→ **Required task**
Print all of the records below line for line with no changes, leaving out the pictures.

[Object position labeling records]
****

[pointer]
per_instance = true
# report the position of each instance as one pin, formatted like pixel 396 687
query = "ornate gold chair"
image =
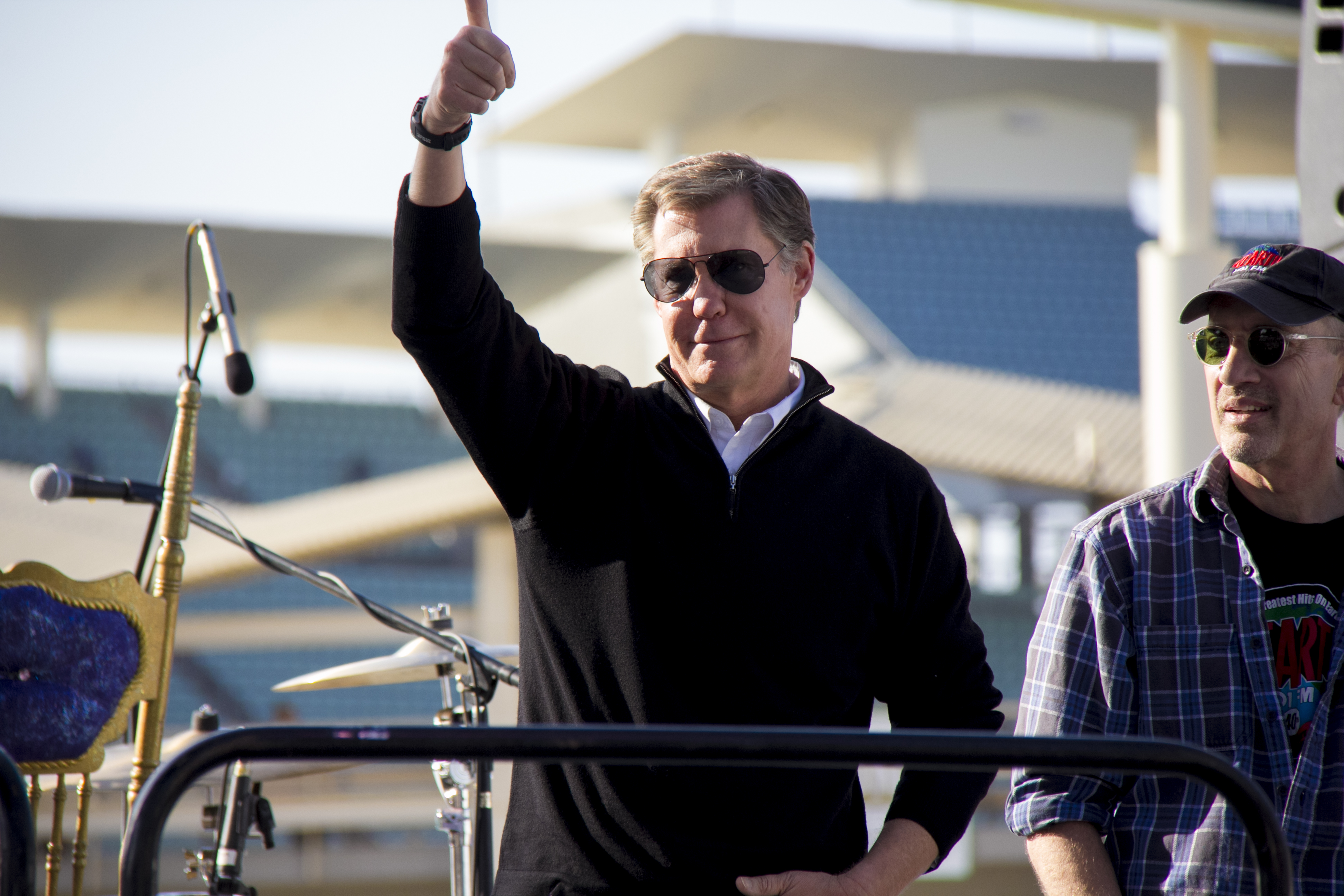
pixel 74 659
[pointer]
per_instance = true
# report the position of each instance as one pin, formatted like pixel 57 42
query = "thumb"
pixel 764 886
pixel 479 14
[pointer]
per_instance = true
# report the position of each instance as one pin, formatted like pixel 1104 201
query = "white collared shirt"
pixel 737 447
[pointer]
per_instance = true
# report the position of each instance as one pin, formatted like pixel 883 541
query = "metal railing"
pixel 699 746
pixel 19 839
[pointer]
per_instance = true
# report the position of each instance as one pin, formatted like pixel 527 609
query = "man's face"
pixel 722 343
pixel 1262 414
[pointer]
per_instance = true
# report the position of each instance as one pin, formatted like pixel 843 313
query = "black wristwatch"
pixel 437 141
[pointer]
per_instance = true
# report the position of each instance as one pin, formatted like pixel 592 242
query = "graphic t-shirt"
pixel 1301 567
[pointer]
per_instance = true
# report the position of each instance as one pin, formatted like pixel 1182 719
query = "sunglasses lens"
pixel 740 271
pixel 669 279
pixel 1265 346
pixel 1212 344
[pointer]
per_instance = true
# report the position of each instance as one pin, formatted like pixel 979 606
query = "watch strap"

****

→ **Worked answer**
[pointer]
per_instance = true
# report the position of each instance as one pin, formatted like pixel 396 687
query = "ornate gold chair"
image =
pixel 74 659
[pointer]
per_instance = true
# report the position of each instance as one pin, formatted like pixel 57 42
query = "thumb"
pixel 764 886
pixel 479 14
[pointer]
per_instance = true
# report the position of each instance as one pin, formatted like pixel 1104 201
query = "white collared shirt"
pixel 737 447
[pointer]
per_instance = true
# report the position of each instance as one pin, formatted like pixel 883 541
query = "metal railing"
pixel 699 746
pixel 19 839
[pointer]
per_instance = true
# report the position of each instance as one pin, formatted like pixel 527 609
query = "man's face"
pixel 722 343
pixel 1262 414
[pointer]
per_instance = true
# report the position of each instance as one pin, formatted like pixel 843 313
query = "black wristwatch"
pixel 437 141
[pointer]
per_instance = true
# report the position of each instance as one pin, formatted like pixel 592 242
query = "graphic t-shirt"
pixel 1301 567
[pointer]
per_instance = true
# report the position of each instance as one pin, formatted like pixel 1182 719
query = "sunglasses lens"
pixel 740 271
pixel 669 279
pixel 1265 346
pixel 1212 344
[pointer]
per_instance = true
# report the position of each instance as one pin, formatted like pixel 979 606
query = "watch strap"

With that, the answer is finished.